Could you rewrite the rows below as a numbered list, skipping any blank lines and leaving the pictures out?

>> BEGIN Data for this exercise

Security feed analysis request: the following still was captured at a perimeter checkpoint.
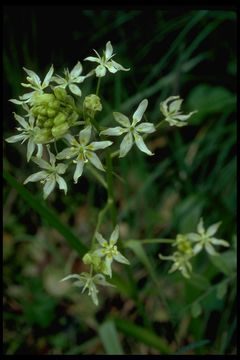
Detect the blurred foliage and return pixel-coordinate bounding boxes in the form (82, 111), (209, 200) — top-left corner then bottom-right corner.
(3, 6), (236, 355)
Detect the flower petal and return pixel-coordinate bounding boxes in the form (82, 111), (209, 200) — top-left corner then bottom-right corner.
(95, 232), (108, 247)
(132, 99), (148, 126)
(23, 171), (48, 185)
(79, 125), (92, 145)
(206, 221), (221, 237)
(105, 41), (113, 61)
(95, 65), (107, 77)
(73, 160), (84, 184)
(43, 177), (56, 199)
(113, 112), (131, 128)
(135, 123), (156, 134)
(113, 251), (130, 265)
(69, 84), (82, 96)
(211, 238), (230, 247)
(100, 126), (127, 136)
(205, 243), (218, 256)
(109, 225), (119, 245)
(133, 132), (153, 155)
(86, 151), (105, 171)
(27, 138), (35, 161)
(70, 61), (82, 79)
(87, 141), (113, 151)
(56, 175), (67, 195)
(42, 65), (54, 88)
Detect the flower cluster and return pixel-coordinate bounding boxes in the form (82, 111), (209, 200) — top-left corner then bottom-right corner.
(159, 218), (229, 278)
(61, 225), (130, 305)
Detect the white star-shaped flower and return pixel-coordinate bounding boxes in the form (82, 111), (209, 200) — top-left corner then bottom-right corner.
(160, 96), (197, 127)
(24, 147), (67, 199)
(6, 113), (43, 161)
(84, 41), (130, 77)
(100, 99), (156, 157)
(57, 125), (112, 183)
(187, 218), (229, 255)
(52, 61), (92, 96)
(92, 225), (130, 277)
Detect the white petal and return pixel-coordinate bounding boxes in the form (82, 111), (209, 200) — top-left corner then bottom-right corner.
(111, 60), (130, 71)
(104, 256), (113, 277)
(105, 41), (113, 61)
(95, 232), (108, 246)
(84, 56), (100, 64)
(70, 61), (82, 79)
(100, 126), (127, 136)
(132, 99), (148, 126)
(95, 65), (107, 77)
(73, 160), (84, 184)
(206, 221), (221, 237)
(69, 84), (82, 96)
(13, 113), (29, 129)
(32, 157), (52, 170)
(23, 68), (41, 85)
(211, 238), (230, 247)
(205, 243), (218, 256)
(105, 61), (118, 74)
(86, 151), (105, 171)
(27, 138), (35, 161)
(169, 99), (183, 113)
(87, 141), (113, 151)
(193, 244), (203, 255)
(56, 175), (67, 195)
(110, 225), (119, 245)
(113, 251), (130, 265)
(113, 112), (131, 128)
(79, 125), (92, 145)
(197, 218), (205, 235)
(42, 65), (54, 88)
(5, 134), (26, 143)
(133, 132), (153, 155)
(119, 132), (133, 158)
(43, 177), (56, 199)
(23, 171), (47, 184)
(136, 123), (156, 134)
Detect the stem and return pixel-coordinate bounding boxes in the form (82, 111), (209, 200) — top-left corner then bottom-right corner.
(91, 201), (111, 249)
(96, 77), (101, 96)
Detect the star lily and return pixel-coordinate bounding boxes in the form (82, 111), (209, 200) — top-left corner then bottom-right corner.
(52, 61), (92, 96)
(60, 272), (115, 306)
(187, 218), (229, 255)
(92, 225), (130, 277)
(9, 65), (54, 105)
(84, 41), (130, 77)
(57, 125), (112, 183)
(6, 113), (43, 161)
(160, 96), (197, 127)
(159, 251), (192, 278)
(100, 99), (156, 158)
(24, 147), (67, 199)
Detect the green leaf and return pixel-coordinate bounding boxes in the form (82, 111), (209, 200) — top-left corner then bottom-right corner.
(98, 321), (124, 355)
(191, 302), (202, 318)
(217, 281), (227, 300)
(114, 318), (171, 354)
(3, 171), (88, 256)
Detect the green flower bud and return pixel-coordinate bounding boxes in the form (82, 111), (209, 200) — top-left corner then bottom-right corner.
(48, 99), (60, 110)
(52, 123), (69, 138)
(47, 109), (56, 117)
(43, 119), (53, 128)
(34, 129), (52, 144)
(53, 112), (67, 126)
(53, 87), (67, 101)
(83, 94), (102, 112)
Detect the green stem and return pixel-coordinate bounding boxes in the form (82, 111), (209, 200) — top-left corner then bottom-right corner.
(96, 77), (101, 96)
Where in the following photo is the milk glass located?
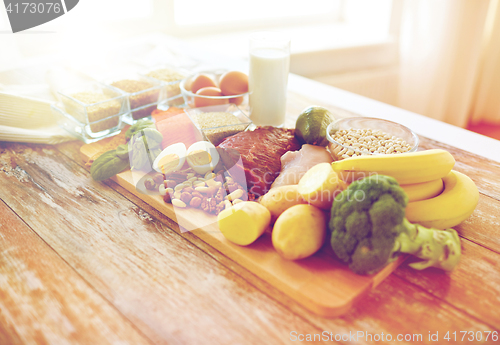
[248,32,290,127]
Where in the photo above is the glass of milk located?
[248,32,290,127]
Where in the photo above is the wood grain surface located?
[0,89,500,344]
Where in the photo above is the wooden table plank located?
[0,92,499,343]
[395,236,500,328]
[0,143,330,344]
[0,201,151,344]
[55,140,500,338]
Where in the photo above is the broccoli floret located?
[329,175,461,274]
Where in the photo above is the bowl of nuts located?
[326,117,418,160]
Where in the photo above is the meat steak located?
[218,127,300,198]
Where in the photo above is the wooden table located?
[0,61,500,344]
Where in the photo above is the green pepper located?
[90,150,129,181]
[125,119,156,141]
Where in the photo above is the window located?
[173,0,342,28]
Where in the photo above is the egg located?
[194,87,229,107]
[219,71,248,96]
[186,141,220,174]
[191,73,217,93]
[153,143,187,174]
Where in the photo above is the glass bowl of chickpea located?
[326,117,418,160]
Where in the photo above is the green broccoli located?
[329,175,461,274]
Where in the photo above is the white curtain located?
[399,0,500,127]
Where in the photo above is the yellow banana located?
[406,170,479,229]
[401,178,443,202]
[332,149,455,184]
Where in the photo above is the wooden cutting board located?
[80,138,404,317]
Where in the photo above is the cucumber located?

>> END Data for this exercise

Answer to this problem -
1. Security feed analysis request: the following still was captured at a perimeter checkpoint.
2. Detect the blurred foliage and return pixel-coordinate bounding boxes in the form (82, 111), (209, 200) — top-left corner then bottom-right corner.
3. (3, 6), (236, 355)
4. Detect the flower petal and return pixel-coordinate bounding boxes in the form (82, 111), (209, 200) — top-left corner then bottom-right corner.
5. (95, 232), (108, 247)
6. (132, 99), (148, 126)
7. (23, 171), (48, 185)
8. (79, 125), (92, 145)
9. (206, 221), (221, 237)
10. (105, 41), (113, 61)
11. (95, 65), (107, 77)
12. (73, 160), (84, 184)
13. (43, 177), (56, 199)
14. (113, 112), (131, 128)
15. (135, 123), (156, 134)
16. (113, 251), (130, 265)
17. (69, 84), (82, 96)
18. (211, 238), (230, 247)
19. (100, 126), (127, 136)
20. (205, 243), (218, 256)
21. (109, 225), (119, 245)
22. (133, 132), (153, 155)
23. (86, 151), (105, 171)
24. (27, 138), (35, 161)
25. (70, 61), (82, 79)
26. (87, 141), (113, 151)
27. (56, 175), (67, 195)
28. (42, 65), (54, 88)
29. Detect the flower cluster and return pixel-coordinate bounding boxes in the form (82, 111), (209, 200) — top-left corner then bottom-right corner.
30. (159, 218), (229, 278)
31. (61, 225), (130, 305)
32. Detect the white star-shaped flower and return pixel-coordinate bounding boxes in the form (82, 111), (209, 200) — top-left corner then bottom-right corner.
33. (160, 96), (197, 127)
34. (24, 147), (67, 199)
35. (6, 113), (43, 161)
36. (84, 41), (130, 77)
37. (100, 99), (156, 157)
38. (57, 125), (112, 183)
39. (187, 218), (229, 255)
40. (52, 61), (92, 96)
41. (92, 225), (130, 277)
42. Detect the white petal and return pixel-coordinate bounding boxes in the form (82, 111), (209, 200) — top-left corner then bottom-right corner.
43. (111, 60), (130, 71)
44. (104, 256), (113, 277)
45. (105, 41), (113, 61)
46. (95, 232), (108, 246)
47. (84, 56), (100, 64)
48. (70, 61), (82, 79)
49. (100, 126), (127, 136)
50. (132, 99), (148, 126)
51. (95, 65), (107, 77)
52. (73, 160), (84, 184)
53. (206, 221), (221, 237)
54. (69, 84), (82, 96)
55. (13, 113), (29, 129)
56. (32, 157), (52, 170)
57. (23, 68), (41, 85)
58. (211, 238), (230, 247)
59. (205, 243), (218, 256)
60. (105, 61), (118, 74)
61. (86, 151), (105, 171)
62. (27, 138), (35, 161)
63. (169, 99), (183, 113)
64. (87, 141), (113, 151)
65. (193, 244), (203, 255)
66. (56, 175), (67, 195)
67. (110, 225), (119, 245)
68. (113, 251), (130, 265)
69. (113, 112), (131, 128)
70. (79, 125), (92, 145)
71. (197, 218), (205, 235)
72. (42, 65), (54, 88)
73. (5, 134), (26, 143)
74. (133, 132), (153, 155)
75. (119, 132), (133, 158)
76. (43, 177), (56, 199)
77. (23, 171), (47, 184)
78. (136, 123), (156, 134)
79. Detect the stem and return pixel-coordinate bounding boxes in the form (82, 111), (209, 200) — top-left corner then bottom-right corner.
80. (91, 201), (111, 249)
81. (96, 77), (101, 96)
82. Detect the star lily and return pixel-coordinate bounding boxes in the form (82, 111), (209, 200) — top-left corner then bottom-right corner.
83. (52, 61), (92, 96)
84. (60, 272), (115, 306)
85. (187, 218), (229, 255)
86. (92, 225), (130, 277)
87. (9, 65), (54, 105)
88. (84, 41), (130, 77)
89. (57, 125), (112, 183)
90. (6, 113), (43, 161)
91. (160, 96), (197, 127)
92. (159, 251), (192, 278)
93. (100, 99), (156, 158)
94. (24, 147), (67, 199)
95. Detect the green leaf and return pixel-coordinate bounding boxes in the form (82, 111), (209, 200) — top-left corner then bottom-right corner.
96. (98, 321), (124, 355)
97. (191, 302), (202, 318)
98. (217, 281), (227, 300)
99. (114, 318), (171, 354)
100. (3, 171), (88, 256)
101. Detect the green flower bud and return pixel-coordinate bounding boxes in the form (82, 111), (209, 200) — top-left corner then bottom-right corner.
102. (48, 99), (60, 110)
103. (52, 123), (69, 138)
104. (47, 109), (56, 117)
105. (43, 119), (53, 128)
106. (34, 129), (52, 144)
107. (53, 112), (67, 126)
108. (53, 87), (67, 101)
109. (83, 94), (102, 112)
110. Detect the green stem and return pixel-coordinate bounding boxes in the form (82, 111), (209, 200) — top-left corner then bottom-right corner.
111. (96, 77), (101, 96)
112. Where in the following photo is the milk glass located?
113. [248,32,290,127]
114. Where in the photo above is the glass of milk located?
115. [248,32,290,127]
116. Where in the photo above is the wood grain surface located?
117. [0,89,500,344]
118. Where in the photo above is the wooden table plank located?
119. [0,92,499,343]
120. [395,236,500,328]
121. [0,143,330,344]
122. [0,201,151,344]
123. [55,140,500,338]
124. Where in the photo above is the broccoli floret located?
125. [329,175,461,274]
126. Where in the photo above is the bowl of nuts located?
127. [326,117,418,160]
128. Where in the photo above is the meat steak located?
129. [218,127,300,198]
130. Where in the photo above is the wooden table located?
131. [0,61,500,344]
132. Where in the photo above is the green pepper located?
133. [90,150,129,181]
134. [125,119,156,141]
135. Where in the photo above is the window located?
136. [173,0,342,28]
137. Where in the photo above is the egg located?
138. [194,87,229,107]
139. [219,71,248,96]
140. [186,141,220,174]
141. [191,73,217,93]
142. [153,143,187,174]
143. Where in the photo above is the glass bowl of chickpea located?
144. [326,117,418,160]
145. Where in the photo above is the green broccoli located?
146. [329,175,461,274]
147. Where in the photo above is the white curtain located?
148. [399,0,500,127]
149. Where in the photo above is the yellow banana located?
150. [406,170,479,229]
151. [401,178,443,202]
152. [332,149,455,184]
153. Where in the photo above is the wooden cutting board located?
154. [80,138,404,317]
155. Where in the photo above is the cucumber located?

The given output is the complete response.